### DOCUMENT SEGMENT

====================

Edit 3/12/15: Yes, the cover comp information disappeared from the official page a long time ago. If you're keen on seeing what has been submitted, Chris Ayers is collecting and showcasing entries for the official Infinite Jest Cover Competition on his incredible Poor Yorick Entertainment blog and Facebook page.

Chris has asked for anyone who may have submitted an entry to the comp to contact him via the blog or facebook page so he can showcase as many entries as possible.

 

Bump! Cover comp for the Deluxe Edition of Infinite Jest closes September 15th if you are considering entering.

Has it really been almost 20 years since Infinite Jest was published!? Check out the exciting competition announcement from Little, Brown. Great opportunity, but limited to US entrants only :(

 

Little, Brown and Company Announces Cover Art Contest for Infinite Jest 20th Anniversary Edition.

August 13, 2015, NEW YORK, NY – It was announced today that Little, Brown and Company, a division of Hachette Book Group, will sponsor a cover art contest for the forthcoming 20th anniversary edition of David Foster Wallace’s Infinite Jest. Fans are invited to submit a piece of original artwork appropriate for a book cover that is inspired by the literary phenomenon Infinite Jest. Submissions will be accepted at www.davidfosterwallacebooks.com/IJ20 between August 15th and September 15th, 2015. The winning book cover is to be selected by the Wallace Literary Trust, in cooperation with David Foster Wallace’s longtime publisher Little, Brown and Company. The winner will receive an American Express® gift card for $1000 and the opportunity for his/her cover art to be featured on the 20th anniversary edition of Infinite Jest, which Back Bay Books will publish on February 23, 2016. You can see the Official Rules at www.davidfosterwallacebooks.com/IJ20 for details, and visit the book’s dedicated Tumblr link at http://infinitejest20.tumblr.com/ for periodic updates regarding the contest artwork and the book’s anniversary celebrations.

====================

### TO-DO LIST
1: Quote the passage of the Infinite Jest cover contest post that begins at the words "Edit 3/12/15: Yes, the" and stops after "and Facebook page.".
2: According to the Infinite Jest cover contest post, on what date will Back Bay Books publish the 20th anniversary edition?
3: Pick up the Infinite Jest cover contest post after its final sentence and keep writing it.

### SOURCE EXCERPT
====================

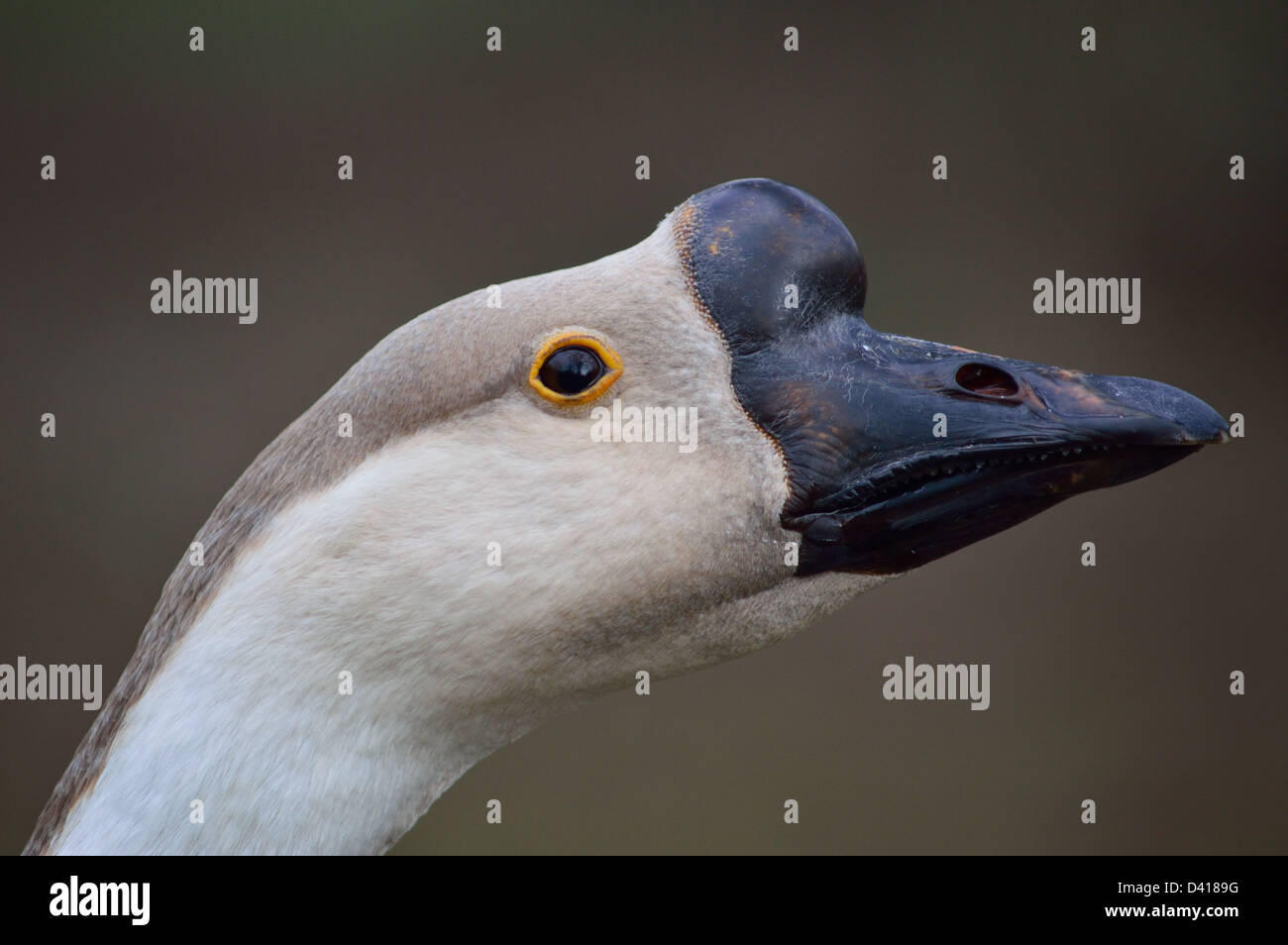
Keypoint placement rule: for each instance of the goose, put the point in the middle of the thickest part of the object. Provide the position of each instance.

====================

### OUTPUTS IN ORDER
1:
Edit 3/12/15: Yes, the cover comp information disappeared from the official page a long time ago. If you're keen on seeing what has been submitted, Chris Ayers is collecting and showcasing entries for the official Infinite Jest Cover Competition on his incredible Poor Yorick Entertainment blog and Facebook page.

2: February 23, 2016.

3:
“The anniversary of a novel as influential, beloved, and enduring as Infinite Jest is cause for much celebration. To mark the twentieth anniversary, we invite the readers whose enthusiasm for and engagement with Infinite Jest has shaped the book’s legacy to share their inspiration with us, and celebrate with us in this very special way,” says Hachette CEO and the editor of Infinite Jest, Michael Pietsch.

Often considered Wallace’s greatest work, Infinite Jest explores essential questions about what entertainment is and why it has come to so dominate our lives; about how our desire for entertainment affects our need to connect with other people; and about what the pleasures we choose say about who we are. Published in 1996 to critical and popular acclaim, and marking the confirmation of Wallace as a literary genius, the book is an exuberant, uniquely American exploration of the passions that make us human - and one of those rare books that renew the idea of what a novel can do.

Submission guidelines can be found online at www.davidfosterwallacebooks.com/IJ20. Entries will be judged on originality and creativity, relevance to the book and its impact on the literary landscape, and other criteria.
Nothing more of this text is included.